▸ **Dataset**
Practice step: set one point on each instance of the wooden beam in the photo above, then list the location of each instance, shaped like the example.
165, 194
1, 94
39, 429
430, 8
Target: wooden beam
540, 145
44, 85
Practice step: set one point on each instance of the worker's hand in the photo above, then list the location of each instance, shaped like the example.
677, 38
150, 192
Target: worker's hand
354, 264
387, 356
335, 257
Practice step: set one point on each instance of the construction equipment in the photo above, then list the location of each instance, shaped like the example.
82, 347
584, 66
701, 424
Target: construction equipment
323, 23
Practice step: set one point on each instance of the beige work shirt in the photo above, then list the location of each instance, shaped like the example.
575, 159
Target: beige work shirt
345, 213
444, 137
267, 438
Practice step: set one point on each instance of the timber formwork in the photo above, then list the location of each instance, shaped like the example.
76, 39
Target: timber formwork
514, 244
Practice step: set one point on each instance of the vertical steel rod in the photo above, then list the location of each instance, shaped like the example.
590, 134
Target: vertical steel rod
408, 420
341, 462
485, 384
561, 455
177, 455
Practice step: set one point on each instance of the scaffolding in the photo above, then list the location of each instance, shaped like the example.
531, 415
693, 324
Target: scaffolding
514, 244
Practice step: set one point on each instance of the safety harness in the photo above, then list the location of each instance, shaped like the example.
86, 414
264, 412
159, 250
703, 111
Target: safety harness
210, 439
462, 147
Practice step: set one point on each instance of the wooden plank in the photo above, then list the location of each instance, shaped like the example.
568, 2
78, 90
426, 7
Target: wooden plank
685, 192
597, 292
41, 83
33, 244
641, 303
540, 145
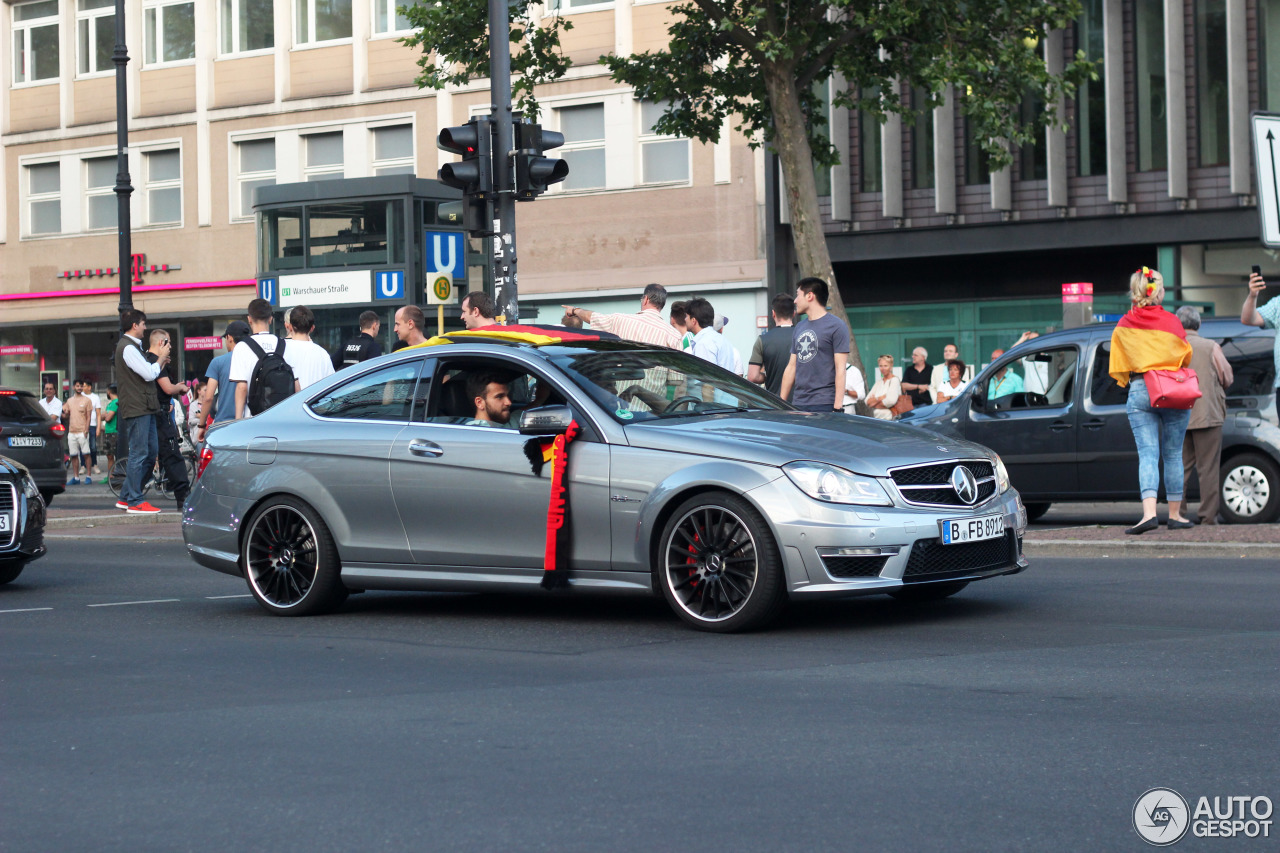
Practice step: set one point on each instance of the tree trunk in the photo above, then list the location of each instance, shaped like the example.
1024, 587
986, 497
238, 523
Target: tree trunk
791, 142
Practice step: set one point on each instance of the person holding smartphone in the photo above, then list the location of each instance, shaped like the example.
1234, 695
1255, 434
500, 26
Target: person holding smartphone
1267, 316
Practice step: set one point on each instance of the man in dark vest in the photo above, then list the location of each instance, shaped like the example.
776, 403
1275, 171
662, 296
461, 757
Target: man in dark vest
135, 378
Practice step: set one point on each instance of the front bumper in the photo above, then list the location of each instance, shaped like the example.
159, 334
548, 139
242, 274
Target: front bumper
833, 551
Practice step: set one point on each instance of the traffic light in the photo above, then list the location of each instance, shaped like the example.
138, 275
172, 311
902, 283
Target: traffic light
474, 174
534, 172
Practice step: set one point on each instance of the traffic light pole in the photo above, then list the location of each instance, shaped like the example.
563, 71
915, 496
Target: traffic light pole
503, 179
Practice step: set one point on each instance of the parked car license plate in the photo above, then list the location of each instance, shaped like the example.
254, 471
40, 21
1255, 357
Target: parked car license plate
984, 527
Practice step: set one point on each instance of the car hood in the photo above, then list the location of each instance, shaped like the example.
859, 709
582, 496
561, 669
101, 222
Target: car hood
860, 445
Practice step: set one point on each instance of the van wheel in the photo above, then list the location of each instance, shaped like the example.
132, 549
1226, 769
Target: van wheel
1251, 489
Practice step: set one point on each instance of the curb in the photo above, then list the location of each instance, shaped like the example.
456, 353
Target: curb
77, 521
1151, 550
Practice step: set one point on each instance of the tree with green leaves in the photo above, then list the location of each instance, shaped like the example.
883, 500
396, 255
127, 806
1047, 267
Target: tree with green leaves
757, 64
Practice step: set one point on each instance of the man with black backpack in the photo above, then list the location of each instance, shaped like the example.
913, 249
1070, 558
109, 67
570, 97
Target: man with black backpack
259, 369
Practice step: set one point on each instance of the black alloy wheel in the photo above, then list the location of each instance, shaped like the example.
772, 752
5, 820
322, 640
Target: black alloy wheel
289, 560
718, 565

▸ **Aim of the task**
Recast the listing above as a Markdown table with two columns, No. and Entry, giving each nonblank line its own numbered row. Leave out the pictures.

▸ **Exercise response**
| No. | Entry |
|---|---|
| 1 | Practice step: set one point on each instance of the wooden beam in the photo above, then list the location of each instance, shaped like the example. |
| 2 | 165, 194 |
| 3 | 1, 94 |
| 4 | 39, 429 |
| 5 | 430, 8 |
| 6 | Target: wooden beam |
| 7 | 540, 145 |
| 8 | 44, 85 |
| 9 | Practice step: set one point on each instance of the worker's hand in the photo above, then list the location of each instance, shaped like the example. |
| 10 | 677, 38 |
| 11 | 150, 192 |
| 12 | Target: worker's hand |
| 13 | 354, 264 |
| 14 | 387, 356 |
| 15 | 335, 257 |
| 16 | Practice step: set one point on each instance of the construction equipment in the photo above, then list the location of each instance, shaped like the example. |
| 17 | 82, 347 |
| 18 | 584, 66 |
| 19 | 701, 424 |
| 20 | Target: construction equipment |
| 21 | 323, 23 |
| 22 | Practice step: set one point on each instance of the beige work shirt in the photo above, then list the location of each instance, shaped like the example. |
| 23 | 575, 159 |
| 24 | Target: beige work shirt |
| 25 | 345, 213 |
| 26 | 444, 137 |
| 27 | 267, 438 |
| 28 | Practice step: set one point on each instance of the timber formwork in the photo above, then list the location of each instance, shaped like the example. |
| 29 | 76, 39 |
| 30 | Target: timber formwork |
| 31 | 514, 244 |
| 32 | Practice step: set one point on each instance of the vertical steel rod in the photo above, then list the location of each instance, shaped like the example. |
| 33 | 590, 134 |
| 34 | Target: vertical steel rod |
| 35 | 408, 420 |
| 36 | 341, 462 |
| 37 | 485, 384 |
| 38 | 561, 455 |
| 39 | 177, 455 |
| 40 | Practice step: set one point on each instance of the scaffolding in the photo above, then list the location of each instance, shaped like the example. |
| 41 | 531, 415 |
| 42 | 693, 324 |
| 43 | Target: scaffolding |
| 44 | 514, 244 |
| 45 | Practice step: set one point on each instance of the safety harness in the photo above, then list the location of each instance, shaped like the example. |
| 46 | 86, 414 |
| 47 | 264, 412 |
| 48 | 159, 250 |
| 49 | 703, 111 |
| 50 | Target: safety harness |
| 51 | 210, 439 |
| 52 | 462, 147 |
| 53 | Practice step: set one point on each instance of the wooden plank in the photo above, then list the location of each instance, shaped like the example. |
| 54 | 568, 2 |
| 55 | 78, 90 |
| 56 | 426, 7 |
| 57 | Target: wooden plank |
| 58 | 685, 192 |
| 59 | 597, 292 |
| 60 | 41, 83 |
| 61 | 33, 244 |
| 62 | 641, 303 |
| 63 | 540, 145 |
| 64 | Practice step: set one point on each instance of the tree trunk in the photo above, then list the location of each instance, shaped like the example. |
| 65 | 1024, 587 |
| 66 | 986, 497 |
| 67 | 238, 523 |
| 68 | Target: tree trunk |
| 69 | 791, 142 |
| 70 | Practice step: set one point on each instance of the person holding smartphone in the photo above, then list the location of each instance, shaped like the example. |
| 71 | 1234, 695 |
| 72 | 1255, 434 |
| 73 | 500, 26 |
| 74 | Target: person holding smartphone |
| 75 | 1267, 316 |
| 76 | Practice step: set one point on each instance of the man in dark vest in the photo above, then list the location of each instance, shaped like the example. |
| 77 | 776, 403 |
| 78 | 1275, 171 |
| 79 | 662, 296 |
| 80 | 461, 757 |
| 81 | Target: man in dark vest |
| 82 | 135, 378 |
| 83 | Practice step: set one point on each instance of the front bumper in the photo above, then list the location of each instance, shaped like the example. |
| 84 | 159, 334 |
| 85 | 548, 139 |
| 86 | 242, 274 |
| 87 | Target: front bumper |
| 88 | 833, 551 |
| 89 | Practice step: set one point on each instance of the traffic light in the photo above, then list the location of each instance, shaped like the example. |
| 90 | 138, 275 |
| 91 | 172, 311 |
| 92 | 902, 283 |
| 93 | Target: traffic light |
| 94 | 474, 174 |
| 95 | 534, 172 |
| 96 | Practice step: set one point on each instance of the traffic light pole in the photo above, then list the location of each instance, shaped like the example. |
| 97 | 563, 71 |
| 98 | 915, 496 |
| 99 | Target: traffic light pole |
| 100 | 503, 179 |
| 101 | Practice step: set one point on each instance of the parked car license plate in the photo above, then list the location of each instance, shaped like the example. |
| 102 | 254, 471 |
| 103 | 40, 21 |
| 104 | 1255, 357 |
| 105 | Target: parked car license plate |
| 106 | 984, 527 |
| 107 | Practice step: set one point on each instance of the car hood in the photo above, then list the location of each instance, shaped like the example. |
| 108 | 859, 709 |
| 109 | 582, 496 |
| 110 | 561, 669 |
| 111 | 101, 222 |
| 112 | Target: car hood |
| 113 | 860, 445 |
| 114 | Practice step: set one point on each instance of the van wheel in the photo above, then list the location of each instance, shaped like the example. |
| 115 | 132, 549 |
| 116 | 1226, 769 |
| 117 | Target: van wheel |
| 118 | 1251, 489 |
| 119 | Practice step: set one point on each instance of the curb in the photo above, then list the location of each instance, shaped like the example. |
| 120 | 456, 353 |
| 121 | Target: curb |
| 122 | 77, 521 |
| 123 | 1151, 550 |
| 124 | Practice step: set one point on each instance of the tree with green leaves in the photo above, then list the location of each instance, shaped like the example. |
| 125 | 883, 500 |
| 126 | 396, 255 |
| 127 | 127, 806 |
| 128 | 1047, 267 |
| 129 | Target: tree with green leaves |
| 130 | 757, 64 |
| 131 | Practice step: set one point on each instance of the man with black backpack in the photo above, then list the location of each instance, shaped like the example. |
| 132 | 913, 249 |
| 133 | 1070, 558 |
| 134 | 109, 67 |
| 135 | 570, 97 |
| 136 | Target: man with black backpack |
| 137 | 259, 369 |
| 138 | Practice step: set one point on each instance of the black alloy wheel in the photo above, then list the location of each instance, shaped like the example. |
| 139 | 772, 752 |
| 140 | 5, 820 |
| 141 | 322, 640 |
| 142 | Target: black alloy wheel |
| 143 | 289, 560 |
| 144 | 718, 565 |